PASSAGE TO READ
__________
Eventually, the bank began automating trades.
The core trading function had been changed.
McKinsey Solutions, McKinsey Analytics and McKinsey Digital will eventually figure out a way to change the advisory process.
Right now, there is incredible resistance to this change. Many McKinsey partners in the generalist side will quit as the change happens. I know some who did this. That is normal.
Many partners quit when banks began bringing in quants and automating functions. People always quit when change occurs. They resist it.
McKinsey Solutions will have to do it. If they do not, someone else will. BCG, Deloitte, Accenture have all gone down this path and, to be fair, some of them are farther along the journey.
Every time change begins it is human nature to say a few things:
I don’t see how it can happen.
It will never happen.
Clients value personal human interaction.
Computers cannot replace judgement.
This is too complex to be automated.
In fact, those partners believe to succeed they need to be better at speaking to clients and understanding their needs. They will double down on improving the way they engage clients.
Taking better care of a horse and breeding better horses did not stop the automobiles.
This is a structural shift and it is happening and McKinsey is not the leader in this space. Yet, they are doing the right things by investing to figure out how to make it work and since no one has figured it out, they have as much chance of setting the standard as anyone else.
The mistake is to assume that McKinsey Solutions, McKinsey Analytics and McKinsey Digital will always be an arm of McKinsey. If they figure out how to bring data to the consulting side and even digitize the actual consulting process, the whole of McKinsey becomes digital.
That is not to say that there will be no strategy consulting. It just means it will be done in a different way. Just like spreadsheets did not make consultants obsolete, it did change the way consulting is done.
__________
ENTRIES PROVIDED
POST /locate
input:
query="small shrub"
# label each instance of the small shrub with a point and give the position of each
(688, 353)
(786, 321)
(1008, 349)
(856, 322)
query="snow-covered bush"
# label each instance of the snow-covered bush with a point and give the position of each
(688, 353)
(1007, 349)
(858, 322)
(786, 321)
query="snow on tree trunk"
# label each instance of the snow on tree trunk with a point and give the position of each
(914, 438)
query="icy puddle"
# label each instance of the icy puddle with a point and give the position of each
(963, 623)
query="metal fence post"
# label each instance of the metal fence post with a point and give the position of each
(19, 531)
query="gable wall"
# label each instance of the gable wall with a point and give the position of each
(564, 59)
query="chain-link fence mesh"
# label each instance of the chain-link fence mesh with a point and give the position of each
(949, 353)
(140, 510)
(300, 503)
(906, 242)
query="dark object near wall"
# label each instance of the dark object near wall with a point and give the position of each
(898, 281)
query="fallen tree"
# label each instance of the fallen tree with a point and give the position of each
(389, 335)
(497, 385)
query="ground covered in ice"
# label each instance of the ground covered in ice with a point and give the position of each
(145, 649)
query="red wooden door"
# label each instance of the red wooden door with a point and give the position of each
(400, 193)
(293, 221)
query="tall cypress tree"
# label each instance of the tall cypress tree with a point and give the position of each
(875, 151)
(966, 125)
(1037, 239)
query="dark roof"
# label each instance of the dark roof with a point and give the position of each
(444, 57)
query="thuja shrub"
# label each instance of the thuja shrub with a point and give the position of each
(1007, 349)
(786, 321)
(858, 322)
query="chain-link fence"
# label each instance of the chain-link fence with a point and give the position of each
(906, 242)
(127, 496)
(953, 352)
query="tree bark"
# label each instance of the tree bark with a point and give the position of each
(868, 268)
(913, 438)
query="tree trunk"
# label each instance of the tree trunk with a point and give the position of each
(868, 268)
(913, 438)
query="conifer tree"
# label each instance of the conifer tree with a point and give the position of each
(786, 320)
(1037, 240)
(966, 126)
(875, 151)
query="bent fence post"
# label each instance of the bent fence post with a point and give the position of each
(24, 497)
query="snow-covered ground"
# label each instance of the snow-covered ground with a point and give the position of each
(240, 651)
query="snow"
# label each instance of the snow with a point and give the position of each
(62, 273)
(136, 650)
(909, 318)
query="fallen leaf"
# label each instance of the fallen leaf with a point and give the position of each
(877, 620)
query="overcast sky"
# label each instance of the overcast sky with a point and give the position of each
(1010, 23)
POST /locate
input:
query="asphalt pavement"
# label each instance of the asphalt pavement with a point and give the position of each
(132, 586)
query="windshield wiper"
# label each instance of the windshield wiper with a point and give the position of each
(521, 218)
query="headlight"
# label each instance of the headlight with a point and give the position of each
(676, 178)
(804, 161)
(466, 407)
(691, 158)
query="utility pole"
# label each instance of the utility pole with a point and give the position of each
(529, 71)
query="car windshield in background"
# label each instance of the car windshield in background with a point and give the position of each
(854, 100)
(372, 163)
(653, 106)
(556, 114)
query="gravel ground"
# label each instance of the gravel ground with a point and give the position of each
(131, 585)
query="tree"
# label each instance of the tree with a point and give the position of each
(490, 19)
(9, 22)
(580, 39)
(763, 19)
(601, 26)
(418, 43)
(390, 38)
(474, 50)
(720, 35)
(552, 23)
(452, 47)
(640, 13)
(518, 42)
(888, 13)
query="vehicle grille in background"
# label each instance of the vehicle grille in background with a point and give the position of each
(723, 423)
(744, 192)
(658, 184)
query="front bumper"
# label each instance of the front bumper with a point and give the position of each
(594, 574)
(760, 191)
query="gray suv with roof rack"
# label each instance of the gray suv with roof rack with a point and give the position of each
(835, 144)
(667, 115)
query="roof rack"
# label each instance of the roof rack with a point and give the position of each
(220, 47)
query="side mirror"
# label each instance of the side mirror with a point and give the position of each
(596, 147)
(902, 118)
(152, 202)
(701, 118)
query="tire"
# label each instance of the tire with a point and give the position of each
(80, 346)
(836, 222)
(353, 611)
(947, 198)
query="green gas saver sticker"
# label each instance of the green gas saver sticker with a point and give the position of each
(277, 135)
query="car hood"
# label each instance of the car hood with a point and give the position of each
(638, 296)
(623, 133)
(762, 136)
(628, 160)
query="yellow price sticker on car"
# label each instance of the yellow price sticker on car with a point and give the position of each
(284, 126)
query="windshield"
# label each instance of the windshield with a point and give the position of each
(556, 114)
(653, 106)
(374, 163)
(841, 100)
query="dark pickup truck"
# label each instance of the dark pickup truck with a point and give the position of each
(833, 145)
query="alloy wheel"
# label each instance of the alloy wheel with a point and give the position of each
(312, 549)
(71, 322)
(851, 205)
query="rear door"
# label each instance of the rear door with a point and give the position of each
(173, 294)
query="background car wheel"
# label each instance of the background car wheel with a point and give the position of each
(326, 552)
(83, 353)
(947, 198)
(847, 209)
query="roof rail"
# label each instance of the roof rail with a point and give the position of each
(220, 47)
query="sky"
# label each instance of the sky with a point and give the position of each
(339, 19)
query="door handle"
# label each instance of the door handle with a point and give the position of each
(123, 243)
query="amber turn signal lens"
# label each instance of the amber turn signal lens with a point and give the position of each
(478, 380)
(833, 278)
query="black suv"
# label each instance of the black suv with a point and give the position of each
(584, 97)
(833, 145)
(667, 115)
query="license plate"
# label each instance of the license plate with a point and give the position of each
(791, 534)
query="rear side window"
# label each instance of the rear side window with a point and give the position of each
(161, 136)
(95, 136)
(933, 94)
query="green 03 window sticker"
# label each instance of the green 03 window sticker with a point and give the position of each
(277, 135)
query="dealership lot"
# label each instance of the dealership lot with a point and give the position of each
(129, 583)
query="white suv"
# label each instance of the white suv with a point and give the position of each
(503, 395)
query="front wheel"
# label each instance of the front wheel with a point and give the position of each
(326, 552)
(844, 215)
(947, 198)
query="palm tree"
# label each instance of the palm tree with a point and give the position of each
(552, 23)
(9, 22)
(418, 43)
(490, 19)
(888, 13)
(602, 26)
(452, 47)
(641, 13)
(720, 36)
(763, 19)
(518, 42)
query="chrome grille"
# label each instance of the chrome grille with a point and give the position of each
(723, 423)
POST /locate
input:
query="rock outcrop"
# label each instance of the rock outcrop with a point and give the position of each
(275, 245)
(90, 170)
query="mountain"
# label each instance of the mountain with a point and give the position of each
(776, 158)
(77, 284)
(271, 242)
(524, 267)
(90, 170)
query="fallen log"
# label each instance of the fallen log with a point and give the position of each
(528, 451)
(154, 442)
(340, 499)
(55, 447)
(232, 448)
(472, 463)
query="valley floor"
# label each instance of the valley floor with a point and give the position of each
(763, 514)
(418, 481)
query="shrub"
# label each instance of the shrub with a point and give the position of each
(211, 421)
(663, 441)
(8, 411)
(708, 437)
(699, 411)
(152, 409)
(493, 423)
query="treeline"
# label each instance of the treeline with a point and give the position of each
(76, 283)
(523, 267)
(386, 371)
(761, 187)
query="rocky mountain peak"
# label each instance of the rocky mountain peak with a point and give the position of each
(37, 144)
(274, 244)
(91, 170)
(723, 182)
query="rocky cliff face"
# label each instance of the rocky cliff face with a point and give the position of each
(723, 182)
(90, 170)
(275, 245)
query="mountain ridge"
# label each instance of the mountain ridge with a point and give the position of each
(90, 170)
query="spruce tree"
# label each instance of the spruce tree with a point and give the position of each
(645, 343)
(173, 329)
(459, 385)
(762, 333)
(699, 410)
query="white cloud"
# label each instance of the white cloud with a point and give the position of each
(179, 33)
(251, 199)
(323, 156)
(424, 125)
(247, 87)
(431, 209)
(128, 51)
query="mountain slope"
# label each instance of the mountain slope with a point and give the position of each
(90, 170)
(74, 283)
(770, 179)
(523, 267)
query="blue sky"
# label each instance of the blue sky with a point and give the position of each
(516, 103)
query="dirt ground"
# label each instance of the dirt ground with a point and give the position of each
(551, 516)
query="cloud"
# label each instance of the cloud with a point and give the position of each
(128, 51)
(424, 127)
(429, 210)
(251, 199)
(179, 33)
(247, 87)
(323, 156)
__________
QUESTIONS TO ANSWER
(1) Do these statements agree with the passage on consulting and automation? (a) McKinsey leads the field in this shift. (b) Many partners quit when banks automated their functions. (c) Spreadsheets made consultants obsolete. Answer yes or no for each, quoting the deciding words.
(2) Would you carry on the passage on consulting and automation, starting after its final sentence?

ANSWERS TO EACH TASK
(1)
(a) No: "McKinsey is not the leader in this space"
(b) Yes: "Many partners quit when banks began bringing in quants and automating functions."
(c) No: "spreadsheets did not make consultants obsolete"

(2)
McKinsey Solutions will not be asked to play such a central role in consulting. McKinsey Solutions will become part of McKinsey’s DNA.
As McKinsey Solutions grows in size and brings in more profits, all partners will make decisions that cater to their needs since the partner profit distributions are heavily dependent on the success of McKinsey Solutions.
No one bites the hand that consistently feeds them. At the end of the day that will be the only thing that will matter.
McKinsey may turn away profits on one study, but no one is going to turn away a structural change in profits.
As McKinsey Solutions keeps growing, eventually a partner from McKinsey Solutions will be nominated to run the Firm. People have always thought of something wealthy and profitable as being prestigious. This will be no different.
McKinsey Solutions will be prestigious because in the future there will be no McKinsey Solutions nor McKinsey Digital.
It will just be McKinsey advising in a new way powered by the principals of Digital, Solutions and Analysis. It will all be blended.
If you are considering McKinsey on the generalist side, McKinsey Digital and/or McKinsey Solutions, in the long term it will not matter. McKinsey is already a majority-minority firm. The generalists are a minority in terms of headcount and if the hiring trends continue they will be a smaller and smaller minority in headcount. Like anything in life the implications will take time to show through.
The generalists will argue this is not true. They have the relationships. They have the power. They run the executive committees.
What matters are the trends. And the trends show a shift in power. And the shift is not the generalists being displaced but a change in the way the generalist work is done.
McKinsey is not becoming less prestigious by going this route. This is what they need to do to survive.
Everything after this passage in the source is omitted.